- Dataset entries -

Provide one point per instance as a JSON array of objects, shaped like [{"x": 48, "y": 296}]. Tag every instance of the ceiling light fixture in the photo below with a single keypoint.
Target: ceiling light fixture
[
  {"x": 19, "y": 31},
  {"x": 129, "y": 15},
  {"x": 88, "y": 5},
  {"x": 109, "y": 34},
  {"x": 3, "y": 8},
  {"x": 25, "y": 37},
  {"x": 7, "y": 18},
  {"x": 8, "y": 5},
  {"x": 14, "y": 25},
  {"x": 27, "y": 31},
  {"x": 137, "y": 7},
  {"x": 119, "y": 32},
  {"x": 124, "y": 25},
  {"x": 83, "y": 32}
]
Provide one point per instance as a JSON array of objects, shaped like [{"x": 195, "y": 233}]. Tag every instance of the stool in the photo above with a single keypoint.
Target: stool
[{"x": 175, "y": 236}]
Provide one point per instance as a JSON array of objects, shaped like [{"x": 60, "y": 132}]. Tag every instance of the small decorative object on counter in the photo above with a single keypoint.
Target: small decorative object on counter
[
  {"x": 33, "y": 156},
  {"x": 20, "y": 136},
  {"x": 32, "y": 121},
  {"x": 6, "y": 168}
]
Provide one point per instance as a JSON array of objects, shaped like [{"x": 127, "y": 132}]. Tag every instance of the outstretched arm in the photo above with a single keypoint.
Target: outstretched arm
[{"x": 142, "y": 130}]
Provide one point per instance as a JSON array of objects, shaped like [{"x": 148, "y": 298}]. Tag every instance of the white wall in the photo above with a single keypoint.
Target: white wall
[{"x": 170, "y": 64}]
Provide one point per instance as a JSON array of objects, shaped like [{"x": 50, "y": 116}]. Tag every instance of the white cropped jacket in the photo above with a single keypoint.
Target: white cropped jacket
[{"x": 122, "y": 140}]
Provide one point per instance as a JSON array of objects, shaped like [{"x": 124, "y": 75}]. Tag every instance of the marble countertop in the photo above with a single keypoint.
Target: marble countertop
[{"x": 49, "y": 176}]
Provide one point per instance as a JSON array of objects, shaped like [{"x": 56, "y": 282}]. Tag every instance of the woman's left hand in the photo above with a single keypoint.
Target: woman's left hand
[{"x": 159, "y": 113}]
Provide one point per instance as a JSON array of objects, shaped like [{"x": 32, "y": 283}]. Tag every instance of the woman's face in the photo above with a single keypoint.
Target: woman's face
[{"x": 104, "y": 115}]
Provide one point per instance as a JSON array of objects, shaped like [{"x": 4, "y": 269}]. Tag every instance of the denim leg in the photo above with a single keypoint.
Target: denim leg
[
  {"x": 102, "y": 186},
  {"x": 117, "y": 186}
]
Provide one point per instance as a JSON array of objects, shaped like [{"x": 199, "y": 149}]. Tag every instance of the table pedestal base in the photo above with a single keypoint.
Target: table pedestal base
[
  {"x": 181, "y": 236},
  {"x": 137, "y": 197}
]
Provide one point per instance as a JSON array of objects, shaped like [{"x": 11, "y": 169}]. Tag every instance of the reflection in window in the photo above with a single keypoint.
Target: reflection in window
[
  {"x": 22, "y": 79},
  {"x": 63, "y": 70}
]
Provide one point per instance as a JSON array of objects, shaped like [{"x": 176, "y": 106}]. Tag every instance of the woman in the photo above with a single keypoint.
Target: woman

- Exercise objective -
Carry over the part of the material above that opens with the line containing "of the reflection" and runs through the end of the material, requests included. Add 94 to every x and y coordinate in the answers.

- Response -
Provide one point per instance as a JSON array of objects, shaped like [{"x": 11, "y": 169}]. Tag every instance of the reflection in window in the photo above with a single keypoint.
Target: reflection in window
[
  {"x": 116, "y": 173},
  {"x": 157, "y": 164}
]
Provide one point per instance as a JSON array of objects, shaped like [{"x": 176, "y": 106}]. Tag every instance of the woman in the photo above with a single keypoint.
Target: woman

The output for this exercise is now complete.